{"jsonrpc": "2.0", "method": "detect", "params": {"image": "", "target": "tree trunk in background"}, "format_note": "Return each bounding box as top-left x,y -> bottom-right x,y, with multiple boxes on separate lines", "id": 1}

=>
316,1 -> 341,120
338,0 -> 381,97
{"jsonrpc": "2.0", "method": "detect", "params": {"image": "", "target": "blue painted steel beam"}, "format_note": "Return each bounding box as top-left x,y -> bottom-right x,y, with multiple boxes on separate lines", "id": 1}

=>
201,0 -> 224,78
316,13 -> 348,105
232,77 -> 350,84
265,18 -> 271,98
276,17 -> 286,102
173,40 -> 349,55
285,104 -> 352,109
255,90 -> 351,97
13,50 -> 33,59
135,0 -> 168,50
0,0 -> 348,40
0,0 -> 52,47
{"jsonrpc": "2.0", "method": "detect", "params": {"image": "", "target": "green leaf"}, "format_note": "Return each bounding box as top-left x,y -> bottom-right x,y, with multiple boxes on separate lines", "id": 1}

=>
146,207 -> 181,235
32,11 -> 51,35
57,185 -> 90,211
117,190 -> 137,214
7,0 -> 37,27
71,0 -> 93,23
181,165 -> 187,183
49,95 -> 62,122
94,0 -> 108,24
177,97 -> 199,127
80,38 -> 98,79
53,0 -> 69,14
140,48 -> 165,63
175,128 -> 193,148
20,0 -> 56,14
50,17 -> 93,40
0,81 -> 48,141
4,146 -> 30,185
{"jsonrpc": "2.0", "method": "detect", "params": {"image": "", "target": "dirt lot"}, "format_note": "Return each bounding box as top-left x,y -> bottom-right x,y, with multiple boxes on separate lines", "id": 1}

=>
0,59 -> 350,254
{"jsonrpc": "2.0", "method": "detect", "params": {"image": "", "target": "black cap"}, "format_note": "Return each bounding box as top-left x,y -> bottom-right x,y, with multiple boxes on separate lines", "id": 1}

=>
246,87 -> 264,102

---

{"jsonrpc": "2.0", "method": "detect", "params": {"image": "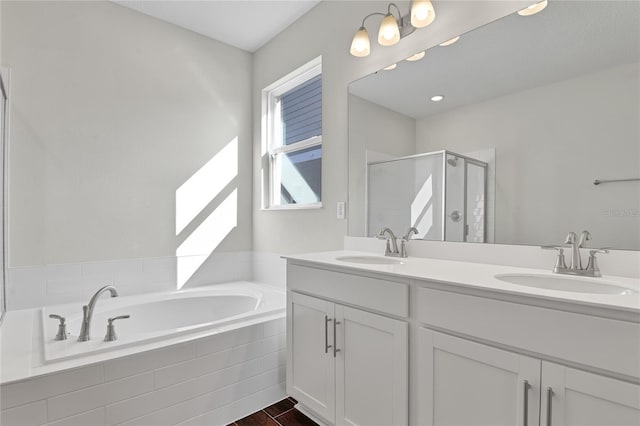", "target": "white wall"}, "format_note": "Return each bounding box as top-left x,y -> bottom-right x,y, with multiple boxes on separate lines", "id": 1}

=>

## EXERCISE OBJECTIVE:
Which lines in the material above contain the string "tree"? Copy each of them in full.

## ANSWER FOR THE TASK:
{"jsonrpc": "2.0", "method": "detect", "params": {"image": "", "target": "tree trunk in background"}, "format_note": "Return each bounding box as top-left x,y -> bottom-right x,y, with multiple boxes on separate lines", "id": 1}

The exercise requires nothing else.